◆ **SOURCE PASSAGE**
#####

Four years ago, on February 13, 2013, I started my first blog called Our Extraordinary Journey.  It took me 2 years to post 11 entries–not because I had nothing to write about–but because I had TOO much to write about and my life was total chaos.  Writing was the last thing on my mind.

Fast forward to 2017, and I have finally accepted our extraordinary journey.  (Because I just typed that sentence, it will probably drastically veer off course and I will have to readjust again!)  Silly irony.



The K Squad.  My people.


I started this blog– Craving Dole Whip–to obviously share my love of vacationing at Walt Disney World. I love other things, too, and I plan to write about museums and educational experiences in the very near future.

But, I am not going to lie–I have felt unsettled about my little Craving Dole Whip blog–stressed, disconnected, stressed, unsure, and stressed (oh, did I say that already??)  And…I could not put my finger on why until this morning.

My super awesome husband (Hey, did you know we met in 2nd grade?!?) and I were on a walk, enjoying a morning bursting with AMAZING spring changes–blooming jasmine, tiny buds, bright green leaves, a gentle fresh breeze and the clearest blue sky…and I was talking about my weird feelings about Craving Dole Whip for the 107th time this month.

We are a good match.  He is super smart.  I am super organized.  There is a lot of respect between us–and a lot of support.  His strengths are certainly my weaknesses and vice versa.  The universe knew what it was doing when we both ended up in Mrs. Engleking’s 2nd grade class.

So, as I am lamenting about my disconnectedness, my husband totally talked me down off the ledge and suggested I write about our life experiences and journeys, which obviously, Disney is a HUGE segment.

#####

Print the part of the blog post between "I started this" and "until this morning.", inclusive, word for word.

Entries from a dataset
#####

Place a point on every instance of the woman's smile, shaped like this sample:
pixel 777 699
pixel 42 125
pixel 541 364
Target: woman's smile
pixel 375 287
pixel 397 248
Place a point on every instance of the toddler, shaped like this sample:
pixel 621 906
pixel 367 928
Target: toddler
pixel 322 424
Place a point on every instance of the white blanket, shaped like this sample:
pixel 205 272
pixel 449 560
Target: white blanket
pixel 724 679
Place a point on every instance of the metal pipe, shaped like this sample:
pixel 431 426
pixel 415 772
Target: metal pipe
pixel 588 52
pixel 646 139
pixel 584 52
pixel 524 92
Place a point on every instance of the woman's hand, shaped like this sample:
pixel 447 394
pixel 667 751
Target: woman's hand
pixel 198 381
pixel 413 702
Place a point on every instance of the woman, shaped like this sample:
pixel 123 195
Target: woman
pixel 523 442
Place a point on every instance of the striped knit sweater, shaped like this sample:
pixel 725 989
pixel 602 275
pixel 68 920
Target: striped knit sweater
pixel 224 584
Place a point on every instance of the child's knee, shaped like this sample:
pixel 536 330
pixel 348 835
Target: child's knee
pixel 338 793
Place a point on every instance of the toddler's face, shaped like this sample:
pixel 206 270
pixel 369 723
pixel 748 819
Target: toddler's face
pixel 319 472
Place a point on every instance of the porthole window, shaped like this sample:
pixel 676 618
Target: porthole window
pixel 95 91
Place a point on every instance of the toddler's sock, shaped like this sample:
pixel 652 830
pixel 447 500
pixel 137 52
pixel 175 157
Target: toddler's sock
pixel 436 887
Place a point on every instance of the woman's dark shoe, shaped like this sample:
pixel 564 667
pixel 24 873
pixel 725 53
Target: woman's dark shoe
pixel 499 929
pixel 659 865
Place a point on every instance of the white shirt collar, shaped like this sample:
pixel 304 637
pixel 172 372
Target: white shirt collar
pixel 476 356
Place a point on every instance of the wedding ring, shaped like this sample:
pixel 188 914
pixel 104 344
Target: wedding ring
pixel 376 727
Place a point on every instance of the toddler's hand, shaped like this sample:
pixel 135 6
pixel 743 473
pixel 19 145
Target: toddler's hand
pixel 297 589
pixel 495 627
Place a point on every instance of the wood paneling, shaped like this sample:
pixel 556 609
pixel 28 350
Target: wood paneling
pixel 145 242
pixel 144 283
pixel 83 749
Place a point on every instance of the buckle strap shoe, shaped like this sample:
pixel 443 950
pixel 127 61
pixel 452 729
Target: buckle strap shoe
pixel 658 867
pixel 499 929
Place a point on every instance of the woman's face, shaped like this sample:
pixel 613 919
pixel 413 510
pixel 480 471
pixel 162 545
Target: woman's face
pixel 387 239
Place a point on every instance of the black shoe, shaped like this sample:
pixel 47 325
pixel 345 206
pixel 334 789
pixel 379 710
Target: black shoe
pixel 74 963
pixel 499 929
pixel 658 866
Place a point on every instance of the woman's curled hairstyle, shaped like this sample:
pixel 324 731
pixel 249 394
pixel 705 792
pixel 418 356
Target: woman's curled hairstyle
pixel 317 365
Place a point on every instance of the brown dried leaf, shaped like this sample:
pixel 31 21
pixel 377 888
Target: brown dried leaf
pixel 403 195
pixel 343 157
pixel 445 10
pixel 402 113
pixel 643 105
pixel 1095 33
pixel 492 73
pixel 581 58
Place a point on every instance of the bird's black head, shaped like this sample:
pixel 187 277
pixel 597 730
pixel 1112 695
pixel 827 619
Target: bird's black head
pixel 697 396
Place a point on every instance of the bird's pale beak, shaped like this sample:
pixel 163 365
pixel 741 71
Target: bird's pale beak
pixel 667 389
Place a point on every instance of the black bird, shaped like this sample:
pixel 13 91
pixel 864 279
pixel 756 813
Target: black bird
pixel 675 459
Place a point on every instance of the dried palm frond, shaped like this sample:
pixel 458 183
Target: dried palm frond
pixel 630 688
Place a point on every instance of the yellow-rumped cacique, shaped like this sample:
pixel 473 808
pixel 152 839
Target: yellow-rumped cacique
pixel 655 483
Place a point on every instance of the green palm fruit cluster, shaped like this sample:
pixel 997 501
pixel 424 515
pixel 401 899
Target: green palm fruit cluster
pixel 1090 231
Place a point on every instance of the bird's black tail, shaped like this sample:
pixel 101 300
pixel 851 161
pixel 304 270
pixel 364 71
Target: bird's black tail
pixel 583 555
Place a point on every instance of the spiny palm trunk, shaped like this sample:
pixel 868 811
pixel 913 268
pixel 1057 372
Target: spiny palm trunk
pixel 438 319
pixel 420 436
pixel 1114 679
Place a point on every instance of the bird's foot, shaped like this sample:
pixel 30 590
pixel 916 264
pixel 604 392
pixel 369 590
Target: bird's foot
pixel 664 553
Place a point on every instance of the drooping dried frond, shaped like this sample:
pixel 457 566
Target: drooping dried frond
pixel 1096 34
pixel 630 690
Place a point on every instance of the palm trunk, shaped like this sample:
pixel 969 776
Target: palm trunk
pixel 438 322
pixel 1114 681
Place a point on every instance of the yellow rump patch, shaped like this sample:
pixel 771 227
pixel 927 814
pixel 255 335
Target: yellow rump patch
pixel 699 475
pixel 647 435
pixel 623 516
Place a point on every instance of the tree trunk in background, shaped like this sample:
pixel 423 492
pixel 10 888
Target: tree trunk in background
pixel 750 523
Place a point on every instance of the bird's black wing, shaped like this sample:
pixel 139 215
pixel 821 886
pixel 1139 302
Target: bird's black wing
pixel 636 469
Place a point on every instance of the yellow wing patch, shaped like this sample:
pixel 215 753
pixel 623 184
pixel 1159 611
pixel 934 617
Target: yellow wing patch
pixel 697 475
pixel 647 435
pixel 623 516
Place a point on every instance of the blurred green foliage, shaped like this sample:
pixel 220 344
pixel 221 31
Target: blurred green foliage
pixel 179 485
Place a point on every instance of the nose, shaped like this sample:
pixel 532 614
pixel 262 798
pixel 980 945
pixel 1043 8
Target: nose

#####

◆ **OUTPUT FOR THIS TASK**
I started this blog– Craving Dole Whip–to obviously share my love of vacationing at Walt Disney World. I love other things, too, and I plan to write about museums and educational experiences in the very near future.

But, I am not going to lie–I have felt unsettled about my little Craving Dole Whip blog–stressed, disconnected, stressed, unsure, and stressed (oh, did I say that already??)  And…I could not put my finger on why until this morning.